Give the lines again exactly, from the one holding "palm tree trunk in the supplied photograph." to the last line of the listing below, both ends included and nothing added.

-- DATA FOR THIS TASK follows --

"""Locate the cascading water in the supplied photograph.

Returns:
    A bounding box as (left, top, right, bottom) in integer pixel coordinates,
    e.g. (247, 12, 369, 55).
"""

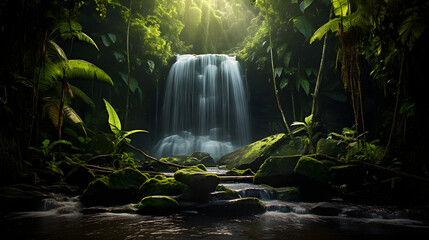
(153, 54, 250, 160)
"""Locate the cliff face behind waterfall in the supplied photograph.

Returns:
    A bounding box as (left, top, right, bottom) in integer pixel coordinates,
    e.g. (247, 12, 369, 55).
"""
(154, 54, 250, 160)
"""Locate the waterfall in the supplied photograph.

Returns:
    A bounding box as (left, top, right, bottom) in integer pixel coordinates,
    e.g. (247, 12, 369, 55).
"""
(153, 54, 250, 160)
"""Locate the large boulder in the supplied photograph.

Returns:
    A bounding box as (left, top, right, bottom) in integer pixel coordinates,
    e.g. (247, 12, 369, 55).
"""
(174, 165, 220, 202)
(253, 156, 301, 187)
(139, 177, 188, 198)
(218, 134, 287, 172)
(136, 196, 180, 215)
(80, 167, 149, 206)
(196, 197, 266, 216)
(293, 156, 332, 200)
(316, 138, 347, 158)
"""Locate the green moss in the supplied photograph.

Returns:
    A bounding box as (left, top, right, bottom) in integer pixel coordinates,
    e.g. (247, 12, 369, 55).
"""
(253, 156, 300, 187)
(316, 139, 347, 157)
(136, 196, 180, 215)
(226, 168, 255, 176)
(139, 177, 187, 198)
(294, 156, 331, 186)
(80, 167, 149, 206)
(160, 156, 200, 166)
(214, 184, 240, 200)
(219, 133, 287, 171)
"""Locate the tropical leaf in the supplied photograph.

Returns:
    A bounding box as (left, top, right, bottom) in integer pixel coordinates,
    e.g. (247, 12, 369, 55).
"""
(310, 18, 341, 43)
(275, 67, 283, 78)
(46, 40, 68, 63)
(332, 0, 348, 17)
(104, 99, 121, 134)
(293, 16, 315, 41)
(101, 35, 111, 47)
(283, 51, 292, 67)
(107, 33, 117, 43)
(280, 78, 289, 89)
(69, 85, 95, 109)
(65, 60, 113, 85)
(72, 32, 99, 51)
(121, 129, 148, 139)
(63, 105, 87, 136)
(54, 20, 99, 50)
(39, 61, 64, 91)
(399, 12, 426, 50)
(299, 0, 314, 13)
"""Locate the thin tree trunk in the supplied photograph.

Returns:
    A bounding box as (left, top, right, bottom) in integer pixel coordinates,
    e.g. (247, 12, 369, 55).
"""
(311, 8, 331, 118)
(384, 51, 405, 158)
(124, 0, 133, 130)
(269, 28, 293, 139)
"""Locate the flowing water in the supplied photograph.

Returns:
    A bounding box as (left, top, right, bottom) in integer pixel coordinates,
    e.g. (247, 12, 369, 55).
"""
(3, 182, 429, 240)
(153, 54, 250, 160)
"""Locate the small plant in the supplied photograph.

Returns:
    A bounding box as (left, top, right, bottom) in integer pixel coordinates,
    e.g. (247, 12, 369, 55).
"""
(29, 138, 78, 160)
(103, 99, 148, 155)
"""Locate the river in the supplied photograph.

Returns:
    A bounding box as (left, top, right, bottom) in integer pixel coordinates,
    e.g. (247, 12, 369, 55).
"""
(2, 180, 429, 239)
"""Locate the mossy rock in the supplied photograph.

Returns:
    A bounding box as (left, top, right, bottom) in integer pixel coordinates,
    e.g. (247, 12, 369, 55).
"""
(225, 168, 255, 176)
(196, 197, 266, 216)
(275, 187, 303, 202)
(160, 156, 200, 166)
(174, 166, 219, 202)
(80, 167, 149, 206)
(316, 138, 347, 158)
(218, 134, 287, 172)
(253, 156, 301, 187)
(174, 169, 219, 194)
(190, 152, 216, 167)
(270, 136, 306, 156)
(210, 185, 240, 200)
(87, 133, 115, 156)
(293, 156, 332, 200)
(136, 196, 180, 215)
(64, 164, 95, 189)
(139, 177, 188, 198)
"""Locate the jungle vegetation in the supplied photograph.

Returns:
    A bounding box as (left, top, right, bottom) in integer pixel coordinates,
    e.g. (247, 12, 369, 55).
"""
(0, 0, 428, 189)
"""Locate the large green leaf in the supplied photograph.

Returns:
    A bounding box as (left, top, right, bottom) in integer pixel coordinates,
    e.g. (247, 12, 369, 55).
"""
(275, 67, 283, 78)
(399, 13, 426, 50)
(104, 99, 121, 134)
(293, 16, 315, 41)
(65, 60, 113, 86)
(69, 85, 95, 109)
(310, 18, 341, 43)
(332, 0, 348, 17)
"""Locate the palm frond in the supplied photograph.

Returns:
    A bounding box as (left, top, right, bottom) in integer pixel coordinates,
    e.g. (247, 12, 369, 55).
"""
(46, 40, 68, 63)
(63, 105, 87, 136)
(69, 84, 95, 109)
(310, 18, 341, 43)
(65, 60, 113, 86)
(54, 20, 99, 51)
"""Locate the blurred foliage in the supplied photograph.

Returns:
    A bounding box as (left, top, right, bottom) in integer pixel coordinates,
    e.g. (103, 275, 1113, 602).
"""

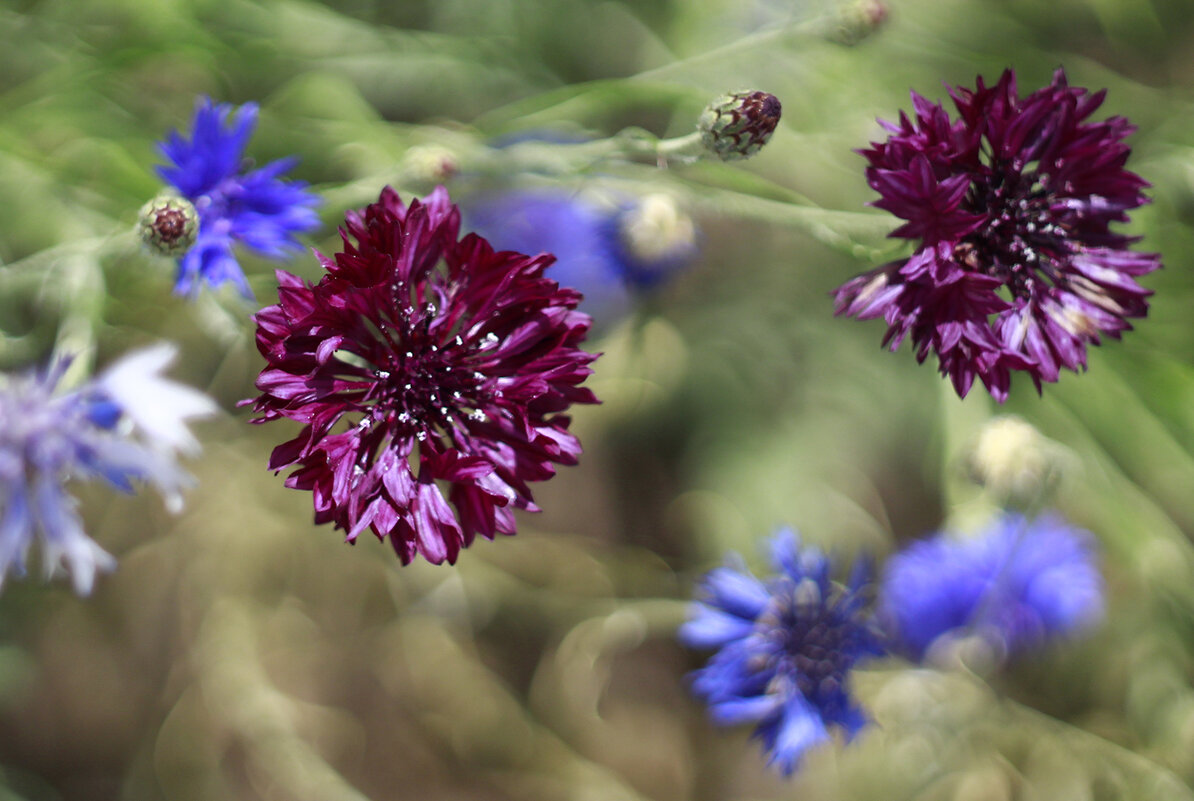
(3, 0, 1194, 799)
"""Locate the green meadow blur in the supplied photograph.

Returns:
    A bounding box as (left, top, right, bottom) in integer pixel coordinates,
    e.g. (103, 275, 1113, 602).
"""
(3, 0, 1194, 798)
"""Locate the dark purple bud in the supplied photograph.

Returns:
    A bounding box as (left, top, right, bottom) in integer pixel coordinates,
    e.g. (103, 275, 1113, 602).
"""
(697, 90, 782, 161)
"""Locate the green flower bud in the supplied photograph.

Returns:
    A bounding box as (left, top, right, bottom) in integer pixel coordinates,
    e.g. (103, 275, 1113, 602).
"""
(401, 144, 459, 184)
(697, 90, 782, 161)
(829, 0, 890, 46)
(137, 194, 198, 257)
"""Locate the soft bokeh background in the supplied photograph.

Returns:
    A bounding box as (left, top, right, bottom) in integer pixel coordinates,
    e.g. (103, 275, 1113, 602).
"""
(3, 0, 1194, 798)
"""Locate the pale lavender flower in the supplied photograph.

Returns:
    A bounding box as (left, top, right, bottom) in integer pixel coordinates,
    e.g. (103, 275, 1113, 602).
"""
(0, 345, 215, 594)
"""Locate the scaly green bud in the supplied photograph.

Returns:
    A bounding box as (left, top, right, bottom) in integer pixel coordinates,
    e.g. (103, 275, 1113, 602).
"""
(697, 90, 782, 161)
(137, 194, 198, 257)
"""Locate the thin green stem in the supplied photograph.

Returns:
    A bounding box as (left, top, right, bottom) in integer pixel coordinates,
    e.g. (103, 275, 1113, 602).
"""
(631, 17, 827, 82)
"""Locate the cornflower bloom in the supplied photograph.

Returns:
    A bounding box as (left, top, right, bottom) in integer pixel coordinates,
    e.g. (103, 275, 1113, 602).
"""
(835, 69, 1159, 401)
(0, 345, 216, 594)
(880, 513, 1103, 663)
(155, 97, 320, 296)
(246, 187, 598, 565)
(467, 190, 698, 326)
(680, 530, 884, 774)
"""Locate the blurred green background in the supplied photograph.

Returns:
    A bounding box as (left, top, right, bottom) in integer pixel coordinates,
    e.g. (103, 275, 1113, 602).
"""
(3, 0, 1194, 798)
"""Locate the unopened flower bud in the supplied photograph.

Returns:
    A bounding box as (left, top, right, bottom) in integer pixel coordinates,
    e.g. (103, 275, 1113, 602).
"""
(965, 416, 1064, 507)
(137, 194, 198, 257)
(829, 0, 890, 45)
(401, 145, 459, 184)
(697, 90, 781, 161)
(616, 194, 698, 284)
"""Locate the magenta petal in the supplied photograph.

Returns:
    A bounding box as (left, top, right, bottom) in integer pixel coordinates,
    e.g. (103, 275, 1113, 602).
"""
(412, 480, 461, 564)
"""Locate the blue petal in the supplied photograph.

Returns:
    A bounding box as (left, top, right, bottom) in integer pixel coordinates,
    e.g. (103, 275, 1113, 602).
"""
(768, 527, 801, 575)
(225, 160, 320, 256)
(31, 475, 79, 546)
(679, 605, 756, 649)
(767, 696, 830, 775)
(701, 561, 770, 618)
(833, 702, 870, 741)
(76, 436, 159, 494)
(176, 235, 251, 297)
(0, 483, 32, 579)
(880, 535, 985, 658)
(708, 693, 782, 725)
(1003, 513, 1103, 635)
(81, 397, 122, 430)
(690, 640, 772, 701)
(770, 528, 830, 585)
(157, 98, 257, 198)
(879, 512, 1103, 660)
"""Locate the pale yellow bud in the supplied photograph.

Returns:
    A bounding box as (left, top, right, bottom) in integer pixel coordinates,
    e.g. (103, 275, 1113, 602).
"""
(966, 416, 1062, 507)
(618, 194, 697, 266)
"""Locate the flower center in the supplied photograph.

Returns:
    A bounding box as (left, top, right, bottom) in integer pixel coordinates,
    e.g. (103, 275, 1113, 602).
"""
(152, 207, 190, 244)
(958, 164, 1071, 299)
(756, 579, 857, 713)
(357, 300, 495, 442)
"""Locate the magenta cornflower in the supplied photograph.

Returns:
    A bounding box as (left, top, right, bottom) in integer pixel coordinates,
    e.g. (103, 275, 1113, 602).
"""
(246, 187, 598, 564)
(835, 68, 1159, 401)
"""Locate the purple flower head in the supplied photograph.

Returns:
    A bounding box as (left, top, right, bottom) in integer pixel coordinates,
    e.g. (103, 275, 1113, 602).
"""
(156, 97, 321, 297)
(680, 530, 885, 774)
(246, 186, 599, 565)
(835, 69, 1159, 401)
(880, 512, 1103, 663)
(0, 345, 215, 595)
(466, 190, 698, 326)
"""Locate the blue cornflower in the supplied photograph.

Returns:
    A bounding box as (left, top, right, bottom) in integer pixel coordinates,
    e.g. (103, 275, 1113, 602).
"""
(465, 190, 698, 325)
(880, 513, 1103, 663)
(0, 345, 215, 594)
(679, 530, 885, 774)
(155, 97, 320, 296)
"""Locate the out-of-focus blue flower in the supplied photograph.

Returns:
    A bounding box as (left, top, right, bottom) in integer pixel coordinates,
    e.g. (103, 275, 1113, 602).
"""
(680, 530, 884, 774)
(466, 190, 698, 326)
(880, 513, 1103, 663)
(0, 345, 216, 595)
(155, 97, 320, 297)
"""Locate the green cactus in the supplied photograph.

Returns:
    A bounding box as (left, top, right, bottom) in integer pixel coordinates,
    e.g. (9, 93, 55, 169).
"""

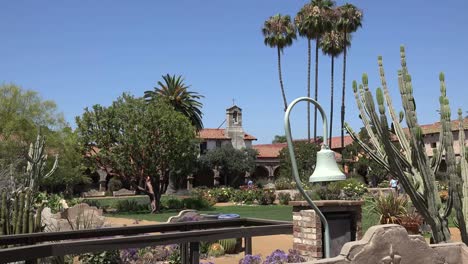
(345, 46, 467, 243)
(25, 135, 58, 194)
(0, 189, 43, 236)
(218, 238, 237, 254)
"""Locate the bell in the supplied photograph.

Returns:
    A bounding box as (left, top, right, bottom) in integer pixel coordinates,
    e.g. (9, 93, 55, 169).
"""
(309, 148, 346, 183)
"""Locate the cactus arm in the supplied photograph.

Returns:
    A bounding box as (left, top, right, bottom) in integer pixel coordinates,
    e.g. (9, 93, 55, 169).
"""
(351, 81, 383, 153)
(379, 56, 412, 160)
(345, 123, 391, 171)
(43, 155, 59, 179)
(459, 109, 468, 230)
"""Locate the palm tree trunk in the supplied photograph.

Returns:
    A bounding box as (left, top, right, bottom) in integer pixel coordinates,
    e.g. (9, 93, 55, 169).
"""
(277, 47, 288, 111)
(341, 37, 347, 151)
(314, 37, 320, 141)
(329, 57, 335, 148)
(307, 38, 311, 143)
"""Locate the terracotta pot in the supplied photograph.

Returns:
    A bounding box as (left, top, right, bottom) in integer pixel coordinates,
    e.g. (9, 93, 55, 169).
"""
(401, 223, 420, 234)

-- DATA FOR THIS TASK concluded --

### TASK ANSWER
"""Locate the palm tree trunk in the supplied photograph.

Returns:
    A bounding box as (left, top, right, bottom) in integer pixel coordinates,
    e.g. (9, 93, 55, 169).
"""
(277, 47, 288, 111)
(341, 37, 347, 151)
(314, 37, 320, 141)
(329, 57, 335, 148)
(307, 38, 311, 143)
"""Locate the terracotta pot in the supplied photograph.

Returns:
    A bounding box as (left, top, right, bottom) in integer pixel coordinates,
    e.g. (9, 93, 55, 169).
"""
(401, 223, 420, 234)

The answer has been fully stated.